[Referring expression data]
◇ ◇ ◇

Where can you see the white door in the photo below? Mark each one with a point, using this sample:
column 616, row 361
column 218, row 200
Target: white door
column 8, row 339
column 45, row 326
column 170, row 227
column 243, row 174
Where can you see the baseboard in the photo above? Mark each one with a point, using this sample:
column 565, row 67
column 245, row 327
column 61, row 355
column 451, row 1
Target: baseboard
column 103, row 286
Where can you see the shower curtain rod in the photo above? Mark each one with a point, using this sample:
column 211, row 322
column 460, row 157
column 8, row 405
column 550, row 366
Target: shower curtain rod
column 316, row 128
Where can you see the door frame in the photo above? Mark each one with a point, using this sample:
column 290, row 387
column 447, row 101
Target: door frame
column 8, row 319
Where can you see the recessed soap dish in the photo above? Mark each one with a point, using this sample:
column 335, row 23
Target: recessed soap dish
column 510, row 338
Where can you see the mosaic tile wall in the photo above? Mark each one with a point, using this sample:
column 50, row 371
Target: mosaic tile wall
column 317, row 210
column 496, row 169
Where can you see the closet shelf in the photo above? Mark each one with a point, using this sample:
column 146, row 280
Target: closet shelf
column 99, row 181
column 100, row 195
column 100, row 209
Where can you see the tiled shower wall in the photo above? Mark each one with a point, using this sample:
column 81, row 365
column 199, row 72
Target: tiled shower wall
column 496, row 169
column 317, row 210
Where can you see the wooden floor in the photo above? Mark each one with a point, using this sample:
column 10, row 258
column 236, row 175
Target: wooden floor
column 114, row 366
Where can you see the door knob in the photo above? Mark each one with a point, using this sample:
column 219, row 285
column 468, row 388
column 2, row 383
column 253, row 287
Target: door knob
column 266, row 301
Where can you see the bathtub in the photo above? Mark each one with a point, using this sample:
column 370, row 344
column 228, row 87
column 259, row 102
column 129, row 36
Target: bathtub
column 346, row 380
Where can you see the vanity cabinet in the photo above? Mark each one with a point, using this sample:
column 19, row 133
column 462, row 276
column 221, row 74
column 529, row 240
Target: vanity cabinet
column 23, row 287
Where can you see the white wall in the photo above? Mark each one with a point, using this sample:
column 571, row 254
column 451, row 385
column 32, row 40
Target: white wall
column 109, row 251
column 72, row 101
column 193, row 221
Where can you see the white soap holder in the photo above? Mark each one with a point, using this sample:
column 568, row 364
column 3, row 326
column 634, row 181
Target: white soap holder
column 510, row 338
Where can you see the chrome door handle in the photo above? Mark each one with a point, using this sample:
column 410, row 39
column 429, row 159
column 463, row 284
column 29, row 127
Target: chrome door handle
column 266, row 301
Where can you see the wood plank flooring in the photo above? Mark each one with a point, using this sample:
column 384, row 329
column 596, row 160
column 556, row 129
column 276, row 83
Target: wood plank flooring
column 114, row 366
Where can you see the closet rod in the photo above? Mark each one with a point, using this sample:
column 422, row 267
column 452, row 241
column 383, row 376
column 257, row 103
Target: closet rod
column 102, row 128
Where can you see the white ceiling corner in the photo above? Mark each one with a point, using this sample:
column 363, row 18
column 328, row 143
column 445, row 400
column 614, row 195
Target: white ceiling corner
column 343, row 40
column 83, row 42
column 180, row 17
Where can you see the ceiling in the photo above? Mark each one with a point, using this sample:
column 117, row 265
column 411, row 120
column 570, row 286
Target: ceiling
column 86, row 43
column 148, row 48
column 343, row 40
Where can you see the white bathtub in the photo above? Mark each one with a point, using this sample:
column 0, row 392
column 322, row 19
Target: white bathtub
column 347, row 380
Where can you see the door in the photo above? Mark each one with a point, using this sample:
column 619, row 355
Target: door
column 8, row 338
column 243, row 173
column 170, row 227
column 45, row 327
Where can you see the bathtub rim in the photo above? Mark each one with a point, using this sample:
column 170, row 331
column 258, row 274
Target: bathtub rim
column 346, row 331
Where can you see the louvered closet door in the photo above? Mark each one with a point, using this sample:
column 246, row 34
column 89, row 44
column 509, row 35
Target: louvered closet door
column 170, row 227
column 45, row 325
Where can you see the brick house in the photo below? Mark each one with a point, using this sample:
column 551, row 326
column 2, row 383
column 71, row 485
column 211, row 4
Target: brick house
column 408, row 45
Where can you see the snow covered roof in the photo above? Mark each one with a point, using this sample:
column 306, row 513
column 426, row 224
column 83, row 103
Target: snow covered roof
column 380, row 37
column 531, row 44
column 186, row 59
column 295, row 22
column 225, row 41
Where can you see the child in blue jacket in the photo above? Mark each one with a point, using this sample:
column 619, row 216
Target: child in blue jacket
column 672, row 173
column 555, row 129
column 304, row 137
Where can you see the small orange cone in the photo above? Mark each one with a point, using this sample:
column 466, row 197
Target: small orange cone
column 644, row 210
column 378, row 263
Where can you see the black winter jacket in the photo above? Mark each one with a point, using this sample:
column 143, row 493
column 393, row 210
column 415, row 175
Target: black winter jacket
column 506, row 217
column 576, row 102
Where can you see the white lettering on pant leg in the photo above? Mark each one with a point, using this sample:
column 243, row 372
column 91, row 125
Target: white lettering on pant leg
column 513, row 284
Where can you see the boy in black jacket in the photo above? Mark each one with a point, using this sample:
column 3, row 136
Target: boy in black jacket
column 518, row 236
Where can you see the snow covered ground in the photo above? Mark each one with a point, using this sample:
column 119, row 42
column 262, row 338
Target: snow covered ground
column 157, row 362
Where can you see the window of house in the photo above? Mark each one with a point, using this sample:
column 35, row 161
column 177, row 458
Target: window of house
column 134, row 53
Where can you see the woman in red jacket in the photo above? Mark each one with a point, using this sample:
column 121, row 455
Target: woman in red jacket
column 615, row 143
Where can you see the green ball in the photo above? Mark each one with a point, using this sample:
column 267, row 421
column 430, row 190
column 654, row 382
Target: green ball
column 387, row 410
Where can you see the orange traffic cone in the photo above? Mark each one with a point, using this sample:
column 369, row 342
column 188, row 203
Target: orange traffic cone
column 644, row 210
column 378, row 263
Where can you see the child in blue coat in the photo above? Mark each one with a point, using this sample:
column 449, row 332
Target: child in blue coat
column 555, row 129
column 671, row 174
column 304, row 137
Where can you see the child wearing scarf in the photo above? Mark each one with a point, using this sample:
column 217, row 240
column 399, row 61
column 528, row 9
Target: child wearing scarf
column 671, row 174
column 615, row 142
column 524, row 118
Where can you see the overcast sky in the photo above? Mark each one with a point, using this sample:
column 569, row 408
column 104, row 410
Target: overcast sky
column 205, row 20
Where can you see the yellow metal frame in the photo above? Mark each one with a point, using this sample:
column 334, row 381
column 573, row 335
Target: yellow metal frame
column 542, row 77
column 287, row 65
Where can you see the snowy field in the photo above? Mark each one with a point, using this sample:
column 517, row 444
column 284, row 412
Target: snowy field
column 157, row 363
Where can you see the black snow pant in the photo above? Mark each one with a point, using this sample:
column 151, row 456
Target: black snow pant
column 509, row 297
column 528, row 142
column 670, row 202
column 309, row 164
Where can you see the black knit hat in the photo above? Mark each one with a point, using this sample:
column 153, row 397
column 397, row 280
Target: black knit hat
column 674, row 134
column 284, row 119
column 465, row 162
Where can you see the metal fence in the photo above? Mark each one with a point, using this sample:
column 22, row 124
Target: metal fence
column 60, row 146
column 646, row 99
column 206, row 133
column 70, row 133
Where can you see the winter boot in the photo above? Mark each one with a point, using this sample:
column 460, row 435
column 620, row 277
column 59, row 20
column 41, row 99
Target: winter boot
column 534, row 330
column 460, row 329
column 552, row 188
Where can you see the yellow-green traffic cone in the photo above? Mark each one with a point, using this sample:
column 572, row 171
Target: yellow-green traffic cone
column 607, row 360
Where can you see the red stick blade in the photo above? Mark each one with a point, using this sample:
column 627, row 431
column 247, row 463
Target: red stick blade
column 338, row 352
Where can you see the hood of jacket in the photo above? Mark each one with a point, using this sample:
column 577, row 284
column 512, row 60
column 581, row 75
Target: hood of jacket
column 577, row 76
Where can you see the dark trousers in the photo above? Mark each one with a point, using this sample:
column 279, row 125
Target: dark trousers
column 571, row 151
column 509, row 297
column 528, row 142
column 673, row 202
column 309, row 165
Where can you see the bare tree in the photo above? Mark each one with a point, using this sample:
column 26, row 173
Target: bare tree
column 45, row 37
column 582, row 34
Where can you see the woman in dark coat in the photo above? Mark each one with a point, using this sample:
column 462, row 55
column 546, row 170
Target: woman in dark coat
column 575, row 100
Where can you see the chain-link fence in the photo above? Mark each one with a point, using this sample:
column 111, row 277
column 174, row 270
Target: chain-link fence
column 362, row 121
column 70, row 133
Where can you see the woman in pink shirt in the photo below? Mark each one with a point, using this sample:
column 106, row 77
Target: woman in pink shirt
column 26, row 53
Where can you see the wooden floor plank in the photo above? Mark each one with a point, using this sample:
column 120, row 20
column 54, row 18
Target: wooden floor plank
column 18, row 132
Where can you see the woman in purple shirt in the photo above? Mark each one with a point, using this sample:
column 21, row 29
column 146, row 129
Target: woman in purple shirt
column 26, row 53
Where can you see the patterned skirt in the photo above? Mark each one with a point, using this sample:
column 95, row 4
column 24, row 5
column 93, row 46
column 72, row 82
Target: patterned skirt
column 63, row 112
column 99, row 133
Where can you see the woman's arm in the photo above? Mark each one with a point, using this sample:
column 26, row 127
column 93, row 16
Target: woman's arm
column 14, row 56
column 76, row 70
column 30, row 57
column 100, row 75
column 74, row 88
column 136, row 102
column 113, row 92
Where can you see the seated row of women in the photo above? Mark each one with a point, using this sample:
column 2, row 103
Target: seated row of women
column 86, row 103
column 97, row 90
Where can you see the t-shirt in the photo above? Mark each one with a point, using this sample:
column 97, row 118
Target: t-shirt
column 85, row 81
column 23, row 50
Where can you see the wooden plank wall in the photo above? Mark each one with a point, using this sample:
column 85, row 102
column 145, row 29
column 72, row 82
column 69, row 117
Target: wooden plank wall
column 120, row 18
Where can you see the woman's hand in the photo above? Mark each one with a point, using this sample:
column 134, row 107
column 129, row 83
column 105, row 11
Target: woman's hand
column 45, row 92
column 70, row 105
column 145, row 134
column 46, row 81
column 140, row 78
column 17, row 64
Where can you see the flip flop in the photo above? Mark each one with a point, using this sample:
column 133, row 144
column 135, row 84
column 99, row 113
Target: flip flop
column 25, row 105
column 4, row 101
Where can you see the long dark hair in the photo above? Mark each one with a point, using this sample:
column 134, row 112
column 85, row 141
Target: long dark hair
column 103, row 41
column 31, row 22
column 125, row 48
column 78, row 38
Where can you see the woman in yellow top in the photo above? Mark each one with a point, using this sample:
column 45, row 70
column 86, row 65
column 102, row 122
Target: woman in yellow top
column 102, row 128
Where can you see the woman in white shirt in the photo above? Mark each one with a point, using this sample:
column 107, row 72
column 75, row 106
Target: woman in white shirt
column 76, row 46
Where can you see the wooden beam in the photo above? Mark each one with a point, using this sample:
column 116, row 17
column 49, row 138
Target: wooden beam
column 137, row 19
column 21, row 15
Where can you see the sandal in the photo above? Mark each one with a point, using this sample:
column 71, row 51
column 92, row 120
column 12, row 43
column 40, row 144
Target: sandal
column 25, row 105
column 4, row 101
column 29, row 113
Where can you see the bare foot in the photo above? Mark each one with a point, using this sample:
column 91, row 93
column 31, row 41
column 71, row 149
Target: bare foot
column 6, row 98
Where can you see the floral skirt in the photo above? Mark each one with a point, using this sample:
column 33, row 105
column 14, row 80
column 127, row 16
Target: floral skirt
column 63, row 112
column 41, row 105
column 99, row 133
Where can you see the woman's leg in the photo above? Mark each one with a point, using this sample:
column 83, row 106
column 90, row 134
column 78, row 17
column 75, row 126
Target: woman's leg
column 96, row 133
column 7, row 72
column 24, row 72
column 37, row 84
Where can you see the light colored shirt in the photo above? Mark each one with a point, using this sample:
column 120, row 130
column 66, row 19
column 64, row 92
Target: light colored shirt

◇ ◇ ◇

## What the task requires
The count alone is wanted: how many lines above hold the string "light"?

## Written answer
2